=== MATERIALS PROVIDED ===

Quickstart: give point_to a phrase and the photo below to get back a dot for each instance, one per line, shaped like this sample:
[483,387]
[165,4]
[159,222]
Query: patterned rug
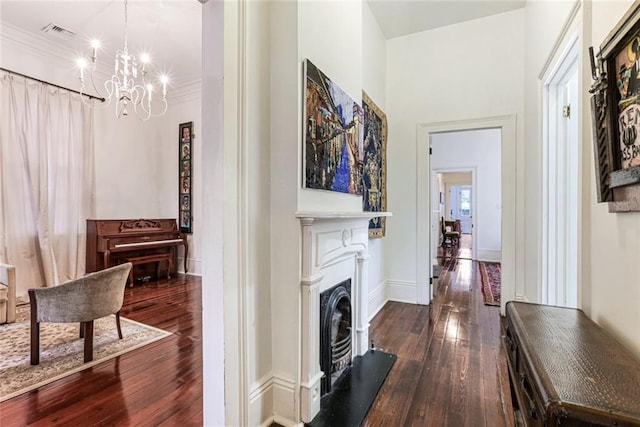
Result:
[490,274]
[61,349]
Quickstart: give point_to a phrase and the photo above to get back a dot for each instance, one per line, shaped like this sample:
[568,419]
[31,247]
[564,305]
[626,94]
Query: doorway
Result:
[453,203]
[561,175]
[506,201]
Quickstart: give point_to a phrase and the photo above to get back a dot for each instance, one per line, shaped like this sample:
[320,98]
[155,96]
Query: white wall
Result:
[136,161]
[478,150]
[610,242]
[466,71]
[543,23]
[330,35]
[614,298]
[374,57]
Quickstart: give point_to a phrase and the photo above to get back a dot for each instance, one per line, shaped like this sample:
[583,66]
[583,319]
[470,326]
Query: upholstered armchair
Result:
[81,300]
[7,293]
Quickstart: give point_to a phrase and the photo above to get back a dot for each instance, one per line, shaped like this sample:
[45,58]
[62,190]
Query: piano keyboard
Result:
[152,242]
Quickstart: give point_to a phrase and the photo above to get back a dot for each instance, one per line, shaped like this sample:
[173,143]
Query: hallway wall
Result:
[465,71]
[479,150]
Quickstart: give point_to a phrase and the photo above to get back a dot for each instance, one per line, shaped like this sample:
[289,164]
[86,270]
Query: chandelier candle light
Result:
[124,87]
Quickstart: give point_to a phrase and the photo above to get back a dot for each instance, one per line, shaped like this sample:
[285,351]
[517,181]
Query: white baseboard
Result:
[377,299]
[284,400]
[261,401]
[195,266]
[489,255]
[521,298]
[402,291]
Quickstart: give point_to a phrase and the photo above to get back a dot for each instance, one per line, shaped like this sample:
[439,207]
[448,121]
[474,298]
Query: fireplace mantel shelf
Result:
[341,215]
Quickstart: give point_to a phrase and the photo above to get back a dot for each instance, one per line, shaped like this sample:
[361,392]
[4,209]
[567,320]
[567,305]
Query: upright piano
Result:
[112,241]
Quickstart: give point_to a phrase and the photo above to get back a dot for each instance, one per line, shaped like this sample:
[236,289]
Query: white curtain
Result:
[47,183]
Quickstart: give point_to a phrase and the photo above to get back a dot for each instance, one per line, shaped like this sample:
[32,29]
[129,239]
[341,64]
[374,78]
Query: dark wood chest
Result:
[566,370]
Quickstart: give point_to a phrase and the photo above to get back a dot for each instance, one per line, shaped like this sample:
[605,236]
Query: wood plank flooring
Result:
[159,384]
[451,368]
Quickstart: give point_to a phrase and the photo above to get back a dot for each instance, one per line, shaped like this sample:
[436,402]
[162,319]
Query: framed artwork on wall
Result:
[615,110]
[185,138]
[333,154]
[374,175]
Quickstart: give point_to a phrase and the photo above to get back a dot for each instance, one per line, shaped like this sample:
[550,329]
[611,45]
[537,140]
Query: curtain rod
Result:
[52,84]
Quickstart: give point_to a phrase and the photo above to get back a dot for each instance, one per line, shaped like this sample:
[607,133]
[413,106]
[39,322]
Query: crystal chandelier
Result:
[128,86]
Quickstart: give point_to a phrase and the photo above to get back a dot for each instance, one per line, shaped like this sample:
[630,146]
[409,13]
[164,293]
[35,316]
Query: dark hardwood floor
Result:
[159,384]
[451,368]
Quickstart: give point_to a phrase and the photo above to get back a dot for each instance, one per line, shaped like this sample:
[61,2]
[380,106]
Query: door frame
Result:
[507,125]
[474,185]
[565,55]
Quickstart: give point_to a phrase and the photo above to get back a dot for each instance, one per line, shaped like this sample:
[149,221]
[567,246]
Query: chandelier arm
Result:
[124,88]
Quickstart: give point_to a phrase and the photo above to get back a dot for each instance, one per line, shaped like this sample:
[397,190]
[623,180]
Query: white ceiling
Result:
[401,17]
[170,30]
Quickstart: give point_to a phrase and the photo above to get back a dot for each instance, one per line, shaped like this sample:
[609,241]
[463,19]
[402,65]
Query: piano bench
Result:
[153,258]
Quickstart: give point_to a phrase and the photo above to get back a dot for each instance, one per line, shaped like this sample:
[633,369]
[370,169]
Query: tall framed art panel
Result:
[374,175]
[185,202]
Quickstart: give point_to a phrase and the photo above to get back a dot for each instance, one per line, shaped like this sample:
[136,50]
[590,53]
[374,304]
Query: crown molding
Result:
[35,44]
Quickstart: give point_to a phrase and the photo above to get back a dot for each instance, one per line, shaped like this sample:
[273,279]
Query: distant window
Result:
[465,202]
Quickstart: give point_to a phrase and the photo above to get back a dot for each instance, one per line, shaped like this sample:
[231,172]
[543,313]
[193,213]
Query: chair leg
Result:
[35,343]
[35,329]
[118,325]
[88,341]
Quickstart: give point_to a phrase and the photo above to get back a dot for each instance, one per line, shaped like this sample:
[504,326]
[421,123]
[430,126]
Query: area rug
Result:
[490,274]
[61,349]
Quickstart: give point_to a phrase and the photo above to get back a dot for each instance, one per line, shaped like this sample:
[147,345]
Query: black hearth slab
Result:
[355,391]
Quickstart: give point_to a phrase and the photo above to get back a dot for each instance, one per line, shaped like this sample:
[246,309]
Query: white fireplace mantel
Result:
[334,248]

===

* [EXERCISE PROMPT]
Print out the material word for word, omitting the pictures.

* [PROBLEM SOLUTION]
Quickstart: give point_to a phrase and the photo below to get back a dot for each instance, one per line, shaped like this sample:
[483,387]
[165,4]
[159,222]
Query: patterned rug
Result:
[490,274]
[61,349]
Quickstart: give point_to a phrase and the photo above to get back a dot for each instance, one per line, shaped like this sample:
[568,419]
[31,247]
[564,305]
[626,94]
Query: doorway
Result:
[453,203]
[561,175]
[506,201]
Quickstart: give point_to a phrase and the photo above to get back a dot for each instance, one per line, shaped like this sample:
[320,98]
[155,96]
Query: white wall
Result:
[136,161]
[478,150]
[610,242]
[466,71]
[543,23]
[330,35]
[614,298]
[374,57]
Quickstart: give point_to a phrase and the photo above to get back a dot for each instance, one per line, shaped like this sample:
[583,66]
[583,319]
[470,326]
Query: upholstered armchair
Result:
[81,300]
[7,293]
Quickstart: give point_to a phrase and the photo above to get back a dot for each instance, one per line, shaped like this sample:
[45,58]
[62,190]
Query: piano keyboard
Result:
[152,242]
Quickstart: give point_to a phrase and the photo above to get back a dot for each instance, one per line, shaped like this sample:
[173,143]
Query: hallway wall
Result:
[465,71]
[479,150]
Quickstart: give point_to a phrase and the photo above to get back a dot for each instance, one per line, shaped like this sample:
[289,164]
[86,270]
Query: chandelier candle light
Result:
[124,87]
Quickstart: give point_to a phrase and the photo above to get back a dot for each instance, one per line, shaped like this sample:
[285,351]
[517,181]
Query: white baseboard
Result:
[377,299]
[284,400]
[261,401]
[195,266]
[489,255]
[521,298]
[402,291]
Quickstart: give point_to a phrase and the photo above to get back a dot for each instance, one per line, shaped like this sample:
[439,207]
[448,121]
[474,298]
Query: fireplace mantel shelf
Result:
[341,215]
Quickstart: give point_to a phrase and the photo above to get back a dot for each instance, one per line, shaped like this sample:
[361,392]
[4,209]
[567,320]
[567,305]
Query: upright piano
Result:
[112,241]
Quickstart: give point_to a phrase and the photo above to get back a dot for each instance, one per line, shaped like this sample:
[236,289]
Query: white curtain
Result:
[47,183]
Quickstart: give point_to a phrase and the photo above to get back a dot for each instance, one per line, shaped like this sample:
[32,29]
[129,239]
[341,64]
[374,78]
Query: dark wood chest
Result:
[566,370]
Quickstart: give point_to a phrase and the photo above to get back a dot for each instance, one per line, shaped like this sample:
[605,236]
Query: wood plank flooring
Result:
[159,384]
[451,368]
Quickstart: give point_to a phrase and the photo above to get back a dot for each instance, one per line, shaped like this sample:
[436,402]
[162,319]
Query: framed artwork on wall
Result:
[615,110]
[185,138]
[333,154]
[374,175]
Quickstart: give point_to a phrase and the photo above to get back a dot for each instance, one per line, shaped like this sample:
[550,329]
[611,45]
[537,140]
Query: curtain rod
Result:
[52,84]
Quickstart: give point_to a phrase and the photo above to get back a dot for each instance, one per line, shaped like this sample:
[607,133]
[413,106]
[39,322]
Query: crystal chandelier
Result:
[128,86]
Quickstart: give point_to a phrase and the photo above to get back a dot for each instance, one per line, shaped like this sample:
[630,146]
[409,13]
[164,293]
[35,316]
Query: dark hardwood floor
Result:
[159,384]
[451,368]
Quickstart: give point_to a phrase and the photo above to get back a dot for each instance, one per line, shaped like this sample:
[61,2]
[380,106]
Query: door frame
Result:
[507,125]
[474,185]
[565,55]
Quickstart: give point_to a phrase and the photo above to get back a dot for each instance, one per line, shaped like this sample:
[149,221]
[567,246]
Query: chandelier arm
Result:
[124,88]
Quickstart: give point_to a phrase and the photo above to get back a dot for each instance, one per line, shaped like this sample:
[397,190]
[623,180]
Query: white ceiling
Result:
[401,17]
[170,30]
Quickstart: give point_to a phrase and the photo above to get back a dot for each instance, one per line, shaped like this sample:
[609,241]
[463,19]
[402,65]
Query: piano bench
Result:
[153,258]
Quickstart: give point_to a phrase and the photo above to get back a dot for each instance, one per line, shaped like this sample:
[633,369]
[370,169]
Query: tall framed art panel
Result:
[374,175]
[185,202]
Quickstart: give point_to a phrase and the photo above to get back a dot for each instance, one per line, shaped like this sample:
[136,50]
[590,53]
[374,304]
Query: crown molding
Result:
[35,44]
Quickstart: give point_to a phrase and the photo above to get back a dot for each instance, one per line, shaped like this sample:
[273,279]
Query: distant window
Result:
[465,202]
Quickstart: give point_to a phrase and the photo above to get back a dot for each instance, one per line, shaped like this sample:
[231,172]
[543,313]
[193,213]
Query: chair leg
Result:
[35,343]
[35,329]
[118,325]
[88,341]
Quickstart: give point_to a phrase and the photo above to get back a dot for each instance, one per line, shaped like this sample:
[504,326]
[421,123]
[430,126]
Query: area rug
Result:
[490,274]
[61,349]
Quickstart: give point_to a phrase and the photo above to get back a dot for each instance, one per line, shaped like this sample:
[147,345]
Query: black hearth slab
Result:
[355,391]
Quickstart: give point_to a phrase and the photo above to get back a dot for each instance, one per line, shaped like this sample:
[246,309]
Query: white fireplace mantel
Result:
[334,248]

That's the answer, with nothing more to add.